▶ [WHAT YOU ARE ASKED TO DO] Output every line below exactly.

───── DATASET RECORDS

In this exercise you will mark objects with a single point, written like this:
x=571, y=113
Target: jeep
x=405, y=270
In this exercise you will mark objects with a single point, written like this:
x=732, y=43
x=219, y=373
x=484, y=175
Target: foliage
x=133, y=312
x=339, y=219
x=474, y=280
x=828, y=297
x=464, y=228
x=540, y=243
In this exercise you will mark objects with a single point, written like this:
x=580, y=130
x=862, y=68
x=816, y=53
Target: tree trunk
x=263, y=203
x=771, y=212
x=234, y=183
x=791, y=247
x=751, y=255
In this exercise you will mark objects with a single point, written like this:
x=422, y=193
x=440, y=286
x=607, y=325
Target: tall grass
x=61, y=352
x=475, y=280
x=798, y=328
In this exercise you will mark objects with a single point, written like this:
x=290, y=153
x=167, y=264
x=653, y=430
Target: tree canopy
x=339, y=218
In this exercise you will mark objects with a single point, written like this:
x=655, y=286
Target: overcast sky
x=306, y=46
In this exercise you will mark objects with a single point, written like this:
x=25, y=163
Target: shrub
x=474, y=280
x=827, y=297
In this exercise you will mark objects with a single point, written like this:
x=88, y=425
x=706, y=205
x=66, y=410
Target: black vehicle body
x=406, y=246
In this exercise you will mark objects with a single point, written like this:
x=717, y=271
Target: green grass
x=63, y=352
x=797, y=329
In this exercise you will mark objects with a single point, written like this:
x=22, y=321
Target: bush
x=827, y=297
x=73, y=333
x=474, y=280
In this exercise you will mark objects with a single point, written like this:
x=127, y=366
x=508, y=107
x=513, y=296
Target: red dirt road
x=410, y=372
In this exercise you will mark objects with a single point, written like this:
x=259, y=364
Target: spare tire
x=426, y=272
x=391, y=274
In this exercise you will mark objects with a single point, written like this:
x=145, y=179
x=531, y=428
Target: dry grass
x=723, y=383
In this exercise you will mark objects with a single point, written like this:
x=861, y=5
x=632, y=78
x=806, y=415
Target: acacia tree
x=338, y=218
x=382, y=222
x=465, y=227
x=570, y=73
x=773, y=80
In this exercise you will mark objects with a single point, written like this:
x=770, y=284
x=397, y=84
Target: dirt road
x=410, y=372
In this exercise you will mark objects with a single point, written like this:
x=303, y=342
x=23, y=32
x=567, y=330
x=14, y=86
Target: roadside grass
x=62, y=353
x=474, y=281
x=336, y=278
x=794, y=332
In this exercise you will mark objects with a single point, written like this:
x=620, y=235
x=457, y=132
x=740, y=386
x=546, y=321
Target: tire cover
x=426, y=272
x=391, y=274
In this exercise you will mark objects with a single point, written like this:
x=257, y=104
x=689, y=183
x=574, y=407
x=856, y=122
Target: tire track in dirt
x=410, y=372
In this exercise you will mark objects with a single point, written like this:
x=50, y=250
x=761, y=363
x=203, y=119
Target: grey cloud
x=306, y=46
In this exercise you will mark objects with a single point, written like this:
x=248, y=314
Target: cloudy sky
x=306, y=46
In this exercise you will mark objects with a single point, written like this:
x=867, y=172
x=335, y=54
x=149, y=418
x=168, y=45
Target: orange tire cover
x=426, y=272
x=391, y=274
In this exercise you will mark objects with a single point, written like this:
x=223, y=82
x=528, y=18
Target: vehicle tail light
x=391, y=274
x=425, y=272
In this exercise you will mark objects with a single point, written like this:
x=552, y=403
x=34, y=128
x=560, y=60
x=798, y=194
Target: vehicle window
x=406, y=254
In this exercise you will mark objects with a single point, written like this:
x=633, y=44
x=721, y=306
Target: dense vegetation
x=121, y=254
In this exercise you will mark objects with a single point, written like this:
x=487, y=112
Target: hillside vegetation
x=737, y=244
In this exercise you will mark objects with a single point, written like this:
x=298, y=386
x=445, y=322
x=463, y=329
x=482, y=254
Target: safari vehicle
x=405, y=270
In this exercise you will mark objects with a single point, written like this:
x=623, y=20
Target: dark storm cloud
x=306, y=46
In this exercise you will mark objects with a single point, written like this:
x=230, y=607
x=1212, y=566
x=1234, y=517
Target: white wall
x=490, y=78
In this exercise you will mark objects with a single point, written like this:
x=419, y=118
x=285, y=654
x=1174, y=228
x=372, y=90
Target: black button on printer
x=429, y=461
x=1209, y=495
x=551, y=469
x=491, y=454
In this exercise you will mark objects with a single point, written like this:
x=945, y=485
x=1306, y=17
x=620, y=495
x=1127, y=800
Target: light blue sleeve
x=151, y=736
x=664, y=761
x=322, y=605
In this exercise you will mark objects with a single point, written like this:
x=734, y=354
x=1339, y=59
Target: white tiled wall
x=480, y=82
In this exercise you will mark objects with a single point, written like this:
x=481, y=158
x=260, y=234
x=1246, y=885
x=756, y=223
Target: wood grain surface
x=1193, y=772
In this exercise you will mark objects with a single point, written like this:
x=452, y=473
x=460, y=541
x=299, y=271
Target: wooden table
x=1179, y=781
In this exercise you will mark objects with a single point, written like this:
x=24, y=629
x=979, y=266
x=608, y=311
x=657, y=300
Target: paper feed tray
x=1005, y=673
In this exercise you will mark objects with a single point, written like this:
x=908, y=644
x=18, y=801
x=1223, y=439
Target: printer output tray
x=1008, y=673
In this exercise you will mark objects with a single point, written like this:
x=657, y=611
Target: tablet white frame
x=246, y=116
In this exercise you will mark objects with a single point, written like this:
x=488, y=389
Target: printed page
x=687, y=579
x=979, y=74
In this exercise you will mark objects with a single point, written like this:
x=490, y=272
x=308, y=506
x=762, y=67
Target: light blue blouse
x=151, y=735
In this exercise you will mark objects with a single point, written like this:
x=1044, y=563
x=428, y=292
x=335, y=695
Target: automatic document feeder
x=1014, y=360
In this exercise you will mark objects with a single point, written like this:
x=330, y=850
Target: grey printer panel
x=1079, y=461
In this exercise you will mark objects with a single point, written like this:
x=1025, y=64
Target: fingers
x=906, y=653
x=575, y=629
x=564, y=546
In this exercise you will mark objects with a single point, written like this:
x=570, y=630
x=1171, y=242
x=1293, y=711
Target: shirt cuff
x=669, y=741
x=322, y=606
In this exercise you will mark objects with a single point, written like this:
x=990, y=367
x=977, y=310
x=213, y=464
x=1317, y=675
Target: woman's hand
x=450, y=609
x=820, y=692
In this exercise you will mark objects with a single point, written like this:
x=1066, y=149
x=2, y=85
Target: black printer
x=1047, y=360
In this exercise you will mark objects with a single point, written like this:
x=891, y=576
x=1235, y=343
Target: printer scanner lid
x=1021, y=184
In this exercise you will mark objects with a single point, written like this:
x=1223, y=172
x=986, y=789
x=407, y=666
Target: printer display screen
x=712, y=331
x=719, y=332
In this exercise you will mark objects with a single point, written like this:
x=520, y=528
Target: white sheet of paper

──────────

▶ [EXERCISE OUTPUT]
In this exercise you will mark objects with a single point, written like this:
x=571, y=113
Target: jeep
x=405, y=270
In this exercise you will mark objects with a single point, written like this:
x=732, y=43
x=219, y=373
x=484, y=175
Target: foliage
x=133, y=312
x=339, y=219
x=474, y=280
x=828, y=297
x=464, y=228
x=540, y=243
In this exercise you will mark objects with a single point, written like this:
x=580, y=130
x=862, y=68
x=816, y=53
Target: tree trunk
x=263, y=203
x=771, y=212
x=234, y=183
x=791, y=247
x=751, y=255
In this exercise you will mark objects with a single point, written like this:
x=422, y=193
x=440, y=286
x=607, y=325
Target: tall grass
x=61, y=352
x=475, y=280
x=798, y=328
In this exercise you will mark objects with a single point, written like this:
x=290, y=153
x=167, y=264
x=653, y=430
Target: tree canopy
x=339, y=218
In this exercise you will mark objects with a single point, written like this:
x=655, y=286
Target: overcast sky
x=306, y=46
In this exercise you will mark objects with a single point, written like this:
x=25, y=163
Target: shrub
x=474, y=280
x=827, y=297
In this exercise you will mark objects with a single point, written like this:
x=88, y=425
x=706, y=205
x=66, y=410
Target: black vehicle body
x=406, y=246
In this exercise you will mark objects with a single point, written like this:
x=717, y=271
Target: green grass
x=63, y=352
x=797, y=329
In this exercise you will mark objects with a single point, written like this:
x=22, y=321
Target: bush
x=827, y=297
x=73, y=333
x=474, y=280
In this exercise you will mark objects with a single point, written like this:
x=127, y=366
x=508, y=107
x=513, y=296
Target: red dirt road
x=410, y=372
In this exercise you will mark objects with a single point, written like this:
x=259, y=364
Target: spare tire
x=426, y=272
x=391, y=274
In this exercise you will mark objects with a single point, written like this:
x=145, y=179
x=531, y=428
Target: dry grass
x=723, y=383
In this exercise you will mark objects with a single point, written like this:
x=861, y=5
x=632, y=78
x=806, y=415
Target: acacia tree
x=338, y=218
x=382, y=222
x=465, y=227
x=570, y=73
x=773, y=80
In this exercise you will mark objects with a single point, written like this:
x=770, y=284
x=397, y=84
Target: dirt road
x=410, y=372
In this exercise you will mark objects with a single point, written like this:
x=303, y=342
x=23, y=32
x=567, y=330
x=14, y=86
Target: roadside grass
x=62, y=353
x=474, y=281
x=336, y=278
x=794, y=332
In this exercise you will mark objects with a single point, written like this:
x=620, y=235
x=457, y=132
x=740, y=386
x=546, y=321
Target: tire cover
x=426, y=272
x=391, y=274
In this exercise you will mark objects with a single point, written like this:
x=257, y=104
x=689, y=183
x=574, y=407
x=856, y=122
Target: tire track in dirt
x=410, y=372
In this exercise you will mark objects with a single point, written like this:
x=50, y=250
x=761, y=363
x=203, y=119
Target: grey cloud
x=306, y=46
In this exercise you will mark objects with a single point, written like this:
x=248, y=314
Target: cloudy sky
x=306, y=46
In this exercise you will mark objects with a single point, written like this:
x=867, y=172
x=335, y=54
x=149, y=418
x=168, y=45
Target: orange tire cover
x=426, y=272
x=391, y=274
In this exercise you will mark objects with a single point, written like this:
x=223, y=82
x=528, y=18
Target: vehicle tail light
x=391, y=274
x=425, y=272
In this exercise you will mark objects with a single point, written like this:
x=552, y=403
x=34, y=128
x=560, y=60
x=798, y=194
Target: vehicle window
x=406, y=254
In this exercise you will mark objects with a single point, written like this:
x=633, y=44
x=721, y=306
Target: dense vegetation
x=121, y=254
In this exercise you will mark objects with a single point, written like this:
x=487, y=112
Target: hillside vegetation
x=737, y=244
In this exercise you will mark objects with a single point, written like this:
x=298, y=386
x=445, y=322
x=463, y=329
x=482, y=254
Target: safari vehicle
x=405, y=270
In this exercise you will mark objects with a single point, written like this:
x=623, y=20
Target: dark storm cloud
x=306, y=46
In this exercise you will mark objects with a single point, written like this:
x=230, y=607
x=1212, y=566
x=1234, y=517
Target: white wall
x=490, y=78
In this exercise you will mark objects with a single point, written like this:
x=419, y=118
x=285, y=654
x=1174, y=228
x=372, y=90
Target: black button on printer
x=429, y=461
x=1209, y=495
x=551, y=469
x=491, y=454
In this exercise you will mark objects with a single point, written like this:
x=945, y=485
x=1306, y=17
x=620, y=495
x=1127, y=800
Target: light blue sleeve
x=151, y=736
x=664, y=761
x=322, y=605
In this exercise you will mark objects with a single point, written like this:
x=734, y=354
x=1339, y=59
Target: white tiled wall
x=480, y=82
In this exercise you will mark objects with a single point, written like this:
x=481, y=158
x=260, y=234
x=1246, y=885
x=756, y=223
Target: wood grain surface
x=1193, y=772
In this exercise you will mark objects with a single point, written like this:
x=452, y=473
x=460, y=541
x=299, y=271
Target: wooden table
x=1179, y=781
In this exercise you will mark objects with a single point, written like this:
x=24, y=629
x=979, y=266
x=608, y=311
x=657, y=300
Target: paper feed tray
x=1005, y=673
In this exercise you will mark objects with a single point, written like this:
x=908, y=644
x=18, y=801
x=1223, y=439
Target: printer output tray
x=1008, y=673
In this exercise you will mark objects with a single point, written like this:
x=657, y=611
Target: tablet white frame
x=246, y=116
In this exercise you will mark objects with a single point, written like this:
x=488, y=389
Target: printed page
x=687, y=579
x=979, y=74
In this exercise you will mark objects with a single point, written like this:
x=490, y=272
x=308, y=506
x=762, y=67
Target: light blue blouse
x=151, y=735
In this exercise you will mark objects with a single point, written like this:
x=1044, y=563
x=428, y=292
x=335, y=695
Target: automatic document feeder
x=1014, y=360
In this exercise you will mark objects with a single point, written like this:
x=330, y=850
Target: grey printer panel
x=1079, y=461
In this exercise you will mark objects with a single point, written like this:
x=1025, y=64
Target: fingers
x=906, y=653
x=575, y=629
x=564, y=546
In this exercise you will mark objects with a single point, written like this:
x=570, y=630
x=1171, y=242
x=1293, y=711
Target: shirt cuff
x=669, y=741
x=322, y=606
In this exercise you will mark objects with a single point, written like this:
x=990, y=367
x=977, y=310
x=213, y=464
x=1317, y=675
Target: woman's hand
x=450, y=609
x=820, y=692
In this exercise you will mark objects with a single point, written like this:
x=1066, y=149
x=2, y=85
Target: black printer
x=1047, y=360
In this exercise you will mark objects with a single point, written like this:
x=891, y=576
x=1235, y=343
Target: printer scanner lid
x=1021, y=184
In this exercise you will mark objects with a single point, written like this:
x=1223, y=172
x=986, y=789
x=407, y=666
Target: printer display screen
x=712, y=331
x=719, y=332
In this exercise you will mark objects with a single point, written like this:
x=520, y=528
Target: white sheet of paper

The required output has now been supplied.